Print every one of the records below word for word, but leave out the pictures.

Excerpt from a dataset:
╭──
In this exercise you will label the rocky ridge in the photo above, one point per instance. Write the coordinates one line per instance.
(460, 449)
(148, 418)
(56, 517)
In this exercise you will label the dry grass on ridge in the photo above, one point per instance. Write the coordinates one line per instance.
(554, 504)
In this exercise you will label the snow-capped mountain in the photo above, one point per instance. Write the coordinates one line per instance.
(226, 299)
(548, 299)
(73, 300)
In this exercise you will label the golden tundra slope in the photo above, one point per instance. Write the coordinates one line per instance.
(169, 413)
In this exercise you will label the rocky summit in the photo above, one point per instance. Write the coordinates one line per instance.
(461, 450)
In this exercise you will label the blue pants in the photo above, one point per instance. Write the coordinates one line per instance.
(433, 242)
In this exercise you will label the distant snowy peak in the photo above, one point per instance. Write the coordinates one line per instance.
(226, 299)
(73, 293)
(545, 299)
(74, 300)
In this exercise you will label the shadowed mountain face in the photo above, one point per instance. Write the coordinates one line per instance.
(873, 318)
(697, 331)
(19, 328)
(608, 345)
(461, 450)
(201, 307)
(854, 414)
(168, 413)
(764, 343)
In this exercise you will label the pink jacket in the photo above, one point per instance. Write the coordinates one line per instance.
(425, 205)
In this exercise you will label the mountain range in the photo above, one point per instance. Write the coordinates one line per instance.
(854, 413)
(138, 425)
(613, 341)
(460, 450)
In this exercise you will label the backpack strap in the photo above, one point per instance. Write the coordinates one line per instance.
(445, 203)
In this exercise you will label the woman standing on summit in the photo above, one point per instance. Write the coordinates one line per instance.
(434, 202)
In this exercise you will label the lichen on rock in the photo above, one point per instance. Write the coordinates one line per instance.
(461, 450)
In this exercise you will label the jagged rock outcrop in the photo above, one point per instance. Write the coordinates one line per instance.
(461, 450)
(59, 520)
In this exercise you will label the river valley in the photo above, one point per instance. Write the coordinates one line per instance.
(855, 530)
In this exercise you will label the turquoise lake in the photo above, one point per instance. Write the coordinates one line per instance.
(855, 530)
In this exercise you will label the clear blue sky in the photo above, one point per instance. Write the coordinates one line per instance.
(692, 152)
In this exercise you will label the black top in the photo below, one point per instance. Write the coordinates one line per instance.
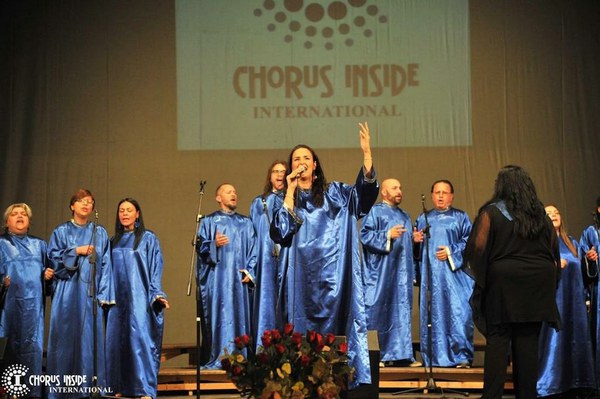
(516, 277)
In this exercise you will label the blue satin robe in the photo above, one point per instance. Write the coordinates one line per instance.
(70, 340)
(23, 259)
(388, 280)
(226, 300)
(566, 355)
(322, 278)
(590, 237)
(452, 321)
(135, 324)
(265, 315)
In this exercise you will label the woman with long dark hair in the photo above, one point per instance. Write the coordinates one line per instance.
(513, 254)
(135, 324)
(321, 273)
(264, 309)
(566, 361)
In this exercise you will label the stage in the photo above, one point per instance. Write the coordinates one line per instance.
(181, 379)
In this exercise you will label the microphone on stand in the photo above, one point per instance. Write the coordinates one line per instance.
(93, 254)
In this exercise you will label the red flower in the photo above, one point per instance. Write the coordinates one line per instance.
(242, 341)
(330, 338)
(280, 348)
(266, 339)
(297, 339)
(288, 329)
(263, 358)
(305, 360)
(236, 370)
(276, 335)
(225, 364)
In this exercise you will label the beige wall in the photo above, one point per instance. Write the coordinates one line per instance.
(89, 99)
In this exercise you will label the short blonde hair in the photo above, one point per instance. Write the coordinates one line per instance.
(10, 208)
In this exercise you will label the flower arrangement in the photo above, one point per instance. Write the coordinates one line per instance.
(288, 366)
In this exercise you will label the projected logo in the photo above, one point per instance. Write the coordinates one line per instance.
(13, 379)
(316, 23)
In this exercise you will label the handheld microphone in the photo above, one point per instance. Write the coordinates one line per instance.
(302, 171)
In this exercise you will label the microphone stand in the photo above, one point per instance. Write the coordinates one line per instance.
(94, 392)
(431, 384)
(199, 310)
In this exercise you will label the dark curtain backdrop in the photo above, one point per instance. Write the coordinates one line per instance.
(88, 99)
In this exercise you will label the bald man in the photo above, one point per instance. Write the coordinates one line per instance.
(226, 265)
(386, 236)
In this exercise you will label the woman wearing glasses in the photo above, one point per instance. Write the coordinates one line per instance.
(74, 248)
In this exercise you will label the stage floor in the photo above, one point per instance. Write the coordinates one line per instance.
(382, 395)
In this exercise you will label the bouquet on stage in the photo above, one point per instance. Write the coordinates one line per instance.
(289, 365)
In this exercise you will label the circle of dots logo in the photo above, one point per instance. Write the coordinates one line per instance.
(314, 21)
(13, 379)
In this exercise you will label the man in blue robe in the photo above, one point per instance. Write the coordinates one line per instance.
(23, 274)
(321, 287)
(227, 261)
(264, 308)
(441, 257)
(590, 242)
(73, 247)
(386, 235)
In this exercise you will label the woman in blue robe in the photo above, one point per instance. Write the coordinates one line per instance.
(73, 248)
(226, 271)
(134, 328)
(452, 326)
(386, 235)
(565, 356)
(589, 245)
(264, 307)
(23, 271)
(322, 279)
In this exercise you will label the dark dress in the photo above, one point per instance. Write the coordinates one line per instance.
(516, 280)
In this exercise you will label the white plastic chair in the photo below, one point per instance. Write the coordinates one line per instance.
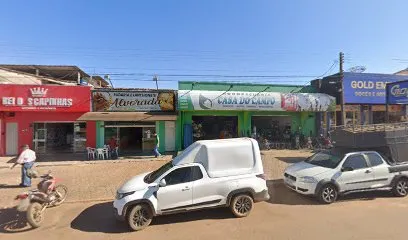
╰──
▶ Written reply:
In this exercise you will label the rocky ridge in the photo above, one point per instance. Write the coordinates one line per instance.
(460, 449)
(148, 418)
(56, 517)
In this exercise you will label the dry grass on ridge in the photo above, one point per instance. Write the coordinates one line per instance.
(554, 504)
In this exercise you will label the snow-capped mountain in the photo above, one point per instance. Write the coordinates one line per instance.
(226, 299)
(548, 299)
(73, 300)
In this exercise you will label the golden tundra slope in the photo above, one point per instance. Write the coordinates one line per instance.
(169, 413)
In this exercise you will label the rocky summit in the photo above, one point per instance. Write the coordinates one line per instance.
(461, 450)
In this exercise you will label the blue pants in the photo above, one point per instance. Write the coordinates one line per instance.
(433, 242)
In this exercise you will label the distant snowy peak in the photo above, one point per instance. Write the coordinates one line per instance.
(226, 299)
(73, 293)
(545, 299)
(74, 300)
In this exercise you will label the shadowed mountain face in the photo above, one point per instance. Write the coordinates one line per instance.
(873, 318)
(697, 331)
(19, 328)
(608, 345)
(461, 450)
(201, 307)
(854, 414)
(168, 413)
(764, 343)
In this exercise you will label the pink jacket in the photo above, one point per instance. Write the coordinates one line per instance.
(425, 205)
In this exercise you will label the mountain range in the photo above, one point per instance. Write the coordinates one line per instance.
(854, 413)
(138, 425)
(613, 341)
(460, 450)
In this exercise you will label the backpack strap in the photo above, one point per instance. Write the coordinates one line per instance.
(445, 203)
In this exercise you will label the woman standing on summit in the photo above, one point per instance. Write the coordinates one line per instance.
(434, 202)
In this exercise you will label the lichen on rock in the photo above, one point per instance. Write the coordinates one line per instance.
(461, 450)
In this exercise you will label the jagged rock outcrop in the photo above, one point per instance. Write the coordinates one line per instance.
(461, 450)
(59, 520)
In this exercise you will label the river valley in the photo above, one point per instance. Write the coordinates one line per instance.
(855, 530)
In this exercise you will label the turquoise lake in the photo above, one point per instance. Write the coordinates one line per instance.
(855, 530)
In this exercise you will label the clear blue sky in the photo above, one point per instance. Write the coordinates one line per instance.
(692, 152)
In this exercise you will label the black top in the photo below, one point per instance. Write the coordinates one line per instance.
(516, 277)
In this exercise you will label the blue satin robe in the photo above, one point per instance. Write the coordinates one line per instance.
(70, 340)
(23, 259)
(388, 280)
(226, 300)
(566, 355)
(322, 278)
(590, 237)
(452, 321)
(135, 324)
(265, 315)
In this exercise you will label the woman with long dark hair in the photo above, one point per instance. Write the coordinates one line per instance.
(513, 254)
(135, 324)
(321, 273)
(264, 309)
(566, 361)
In this exercise you will label the stage in the photo above, one point per instance. Write the coordinates one line per instance.
(181, 379)
In this exercise you will label the microphone on stand in the photo above, one point per instance. Write the coordinates one line per instance.
(93, 254)
In this exercise you will label the red flower in the photo above, one point per instance. Write the coordinates one line per instance.
(242, 341)
(330, 338)
(280, 348)
(266, 339)
(297, 339)
(288, 329)
(263, 358)
(305, 360)
(236, 370)
(276, 335)
(225, 364)
In this exercise you will label the beige wall in the photo above, one point per instance. Write the coordinates one line per instance.
(89, 99)
In this exercise you will label the short blonde hair in the photo above, one point per instance. Write the coordinates one line per instance.
(10, 208)
In this exercise you will label the flower arrangement in the photo above, one point per instance. Write the coordinates one line per instance.
(288, 366)
In this exercise you will label the projected logo in the photo above, one point per instance. Write the coordinates one line per instance.
(13, 379)
(316, 23)
In this exercise you will label the handheld microphone in the photo above, one point per instance. Write the coordinates one line per instance.
(302, 171)
In this exercise you will label the microphone stand in the photo above, one point per instance. Write the coordinates one line per instance.
(94, 392)
(431, 384)
(199, 310)
In this exercise you will label the dark curtain backdrop in the photo above, one point per instance. Write the coordinates one line per instance.
(88, 99)
In this exercise you will label the bald man in the photo above, one point per instance. Write the coordinates one line per instance.
(226, 265)
(386, 236)
In this exercise you will label the woman wearing glasses in the photo above, one point per instance. Write the coordinates one line per instance.
(74, 248)
In this exercise you will label the stage floor in the photo above, one point per instance. Write the coordinates one line per instance.
(382, 395)
In this exercise you will label the bouquet on stage in the photo above, one point per instance. Write the coordinates one line per instance.
(289, 365)
In this exercise you will label the circle of dots logo in the photo above, one point per instance. Write the coordinates one line per instance.
(314, 21)
(13, 379)
In this exercise you will label the man in blue robe in the photo above, one point per instance. Write the coordinates one line per instance.
(23, 274)
(321, 287)
(227, 261)
(264, 308)
(441, 257)
(590, 242)
(73, 247)
(386, 235)
In this exercise you will label the woman in blue robe in the photo above, one point per instance. Write the coordinates one line per instance.
(73, 248)
(226, 271)
(134, 328)
(452, 326)
(386, 235)
(565, 356)
(589, 245)
(264, 307)
(23, 271)
(322, 279)
In this exercise you will label the dark dress in the photo above, one point per instance. Write the coordinates one line per instance.
(516, 280)
In this exercise you will label the white plastic chair in the photo below, one point per instance. Write the coordinates one line per instance.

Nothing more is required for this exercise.